SOURCE TEXT:

━━━━

Las Vegas Sun

December 2, 2009

Currently: 58° | Complete forecast | Log in

Program helps siblings in foster homes reunite

Monday, Aug. 2, 2004 | 9:13 a.m.

No electricity, no running water, no food, just a half gallon of chocolate milk and some dog food -- that's all Bryan Cole says he can remember about living in his parents' apartment by Nellis Airport 10 years ago.

He says he kept himself busy caring for his little brother, Jesse. When Cole and Jesse's parents disappeared for hours on end, the two would venture outside the apartment, away from their older sister and months old baby sister, to dig tunnels in the dirt and play with their Hot Wheels, Cole, now 19, recalls.

"It was always me and him together," said Cole, who is now 19.

Then in 1994, when Cole was 9, he came home from school and found police at his home.

Cole's baby sister was placed in a foster home and his 13-year-old sister was placed in a group home, he said. He and Jesse spent the next four years together drifting from foster home to foster home.

"Growing up, (Cole) was the only thing I had as family," said Jesse, now 17.

In 1998, Cole was transferred to a group home in Las Vegas and Jesse remained in the foster care of an aunt in Lake Tahoe, the elder brother said. The two didn't see or speak to each other until more than four years later when they reunited through Camp To Belong, an international organization that reunites siblings living in separate foster and group homes.

━━━━

DATA LINES:
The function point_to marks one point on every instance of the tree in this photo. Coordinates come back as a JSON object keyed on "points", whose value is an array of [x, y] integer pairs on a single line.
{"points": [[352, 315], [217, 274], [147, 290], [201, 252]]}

━━━━

Extend the news article about the foster-care brothers reunited through Camp To Belong, picking up after its final sentence.

TASK RESPONSE:
Jesse now lives with their 23-year-old sister in Summerlin, but Cole said, "He is my world. I don't know what I'd do without him."

Cole and Jesse call each other multiple times a week and see each other almost every weekend, when their sister can find time to drive Jesse over. Jesse said they talk about "brotherly stuff," like football, school and weight lifting.

Since Las Vegas currently does not offer a way for siblings in foster care to reconnect, Cole and Jesse resorted to Camp To Belong, founded by former Las Vegas resident Lynn Price. Price was the brothers' court-appointed special advocate in 1995 and kept in touch with Cole even after she moved to Colorado.

At the annual U.S. Conference of Mayors in June, Las Vegas Mayor Oscar Goodman recognized the efforts of organizations like Camp To Belong and proposed a government funded national registry to reunite siblings separated in the foster care system. The conference of mayors passed a resolution to encourage Congress to adopt such a registry during its next session.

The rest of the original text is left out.